··· Selected text
How to WOW an Angel Investor

By Mike  www.smarta.com


You've got the idea, but you don't have the cash. It's a common dilemma for entrepreneurs but it's one that can often be solved by funds from an angel investor. So how can you ensure that your pitch ends with them shaking your hand and handing you a briefcase full of money, rather than kicking you out with a scream for security?

Well firstly, it's important to remember an angel investor is different from your bank manager or a venture capitalist who invest other people's money. An angel is looking to put their own cash into your business. On the one hand, this is great as it means they can invest in whatever they want, and in general they don't have to see as large returns as a venture capitalist, so they can plough their money into smaller companies with a small target audience. However, it also means they're more careful and suspicious so you need to cater for their needs. Here's how you do that.

1. Sell yourself

You have to persuade them that their money is safe with you. They need to know you're responsible and trustworthy. They don't want to give their funds to someone who has a history of losing money on failed businesses or blowing cash on pointless accessories. So it's good if you have a track record of being sensible with money. And if you do have a few tainted years on your CV, make sure you explain why they happened and how this time it'll be different. There's no point trying to hide or gloss over your past mistakes, as it'll just show that actually, you are pretty untrustworthy.

2. Pitch

A confident pitch filled with statistics and knowledge of your business is essential. Angels will scrutinise your idea, so it pays to have a well written and informative business plan. We've all seen what happens when someone doesn't know their figures on Dragons' Den, they end up red faced and embarrased, don't let that person become you. Typical questions that an angel will expect you to address are, how you'll spend their money, how you'll protect their investment in future rounds of funding and what your exit strategy is.
······
### Exercise details
Please repeat the angel investor text from "How to WOW an" up to and including "scream for security?", swapping "briefcase" for "suitcase".
··· Records
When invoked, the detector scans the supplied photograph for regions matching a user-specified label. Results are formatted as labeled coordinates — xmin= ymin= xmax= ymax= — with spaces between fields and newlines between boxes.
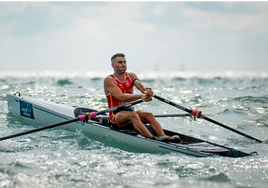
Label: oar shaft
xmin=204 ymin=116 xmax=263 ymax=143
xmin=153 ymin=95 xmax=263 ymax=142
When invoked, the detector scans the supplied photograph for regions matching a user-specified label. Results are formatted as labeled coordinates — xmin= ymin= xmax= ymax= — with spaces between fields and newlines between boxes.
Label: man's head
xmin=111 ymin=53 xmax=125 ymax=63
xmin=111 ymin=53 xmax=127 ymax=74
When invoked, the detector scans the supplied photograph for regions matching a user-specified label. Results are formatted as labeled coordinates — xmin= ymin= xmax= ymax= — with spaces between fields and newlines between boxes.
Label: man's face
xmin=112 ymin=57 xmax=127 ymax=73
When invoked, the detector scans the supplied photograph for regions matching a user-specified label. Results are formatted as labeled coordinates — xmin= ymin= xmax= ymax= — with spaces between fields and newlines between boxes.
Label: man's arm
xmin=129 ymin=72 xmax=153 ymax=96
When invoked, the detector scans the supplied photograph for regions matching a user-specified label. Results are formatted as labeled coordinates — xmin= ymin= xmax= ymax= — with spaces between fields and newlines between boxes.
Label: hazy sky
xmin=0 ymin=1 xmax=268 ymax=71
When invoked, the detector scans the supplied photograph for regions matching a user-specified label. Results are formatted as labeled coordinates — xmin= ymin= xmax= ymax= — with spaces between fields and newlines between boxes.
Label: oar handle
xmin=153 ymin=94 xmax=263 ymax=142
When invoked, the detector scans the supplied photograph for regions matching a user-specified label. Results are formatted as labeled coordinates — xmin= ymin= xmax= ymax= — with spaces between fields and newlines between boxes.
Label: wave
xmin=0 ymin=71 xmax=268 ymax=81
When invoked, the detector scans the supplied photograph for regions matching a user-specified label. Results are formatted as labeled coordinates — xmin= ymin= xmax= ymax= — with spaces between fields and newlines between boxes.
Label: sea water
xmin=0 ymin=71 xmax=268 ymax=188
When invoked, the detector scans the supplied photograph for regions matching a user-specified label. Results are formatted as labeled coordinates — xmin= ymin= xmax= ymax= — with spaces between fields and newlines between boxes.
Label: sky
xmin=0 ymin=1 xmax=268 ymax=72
······
### The completed task
How to WOW an Angel Investor

By Mike  www.smarta.com


You've got the idea, but you don't have the cash. It's a common dilemma for entrepreneurs but it's one that can often be solved by funds from an angel investor. So how can you ensure that your pitch ends with them shaking your hand and handing you a suitcase full of money, rather than kicking you out with a scream for security?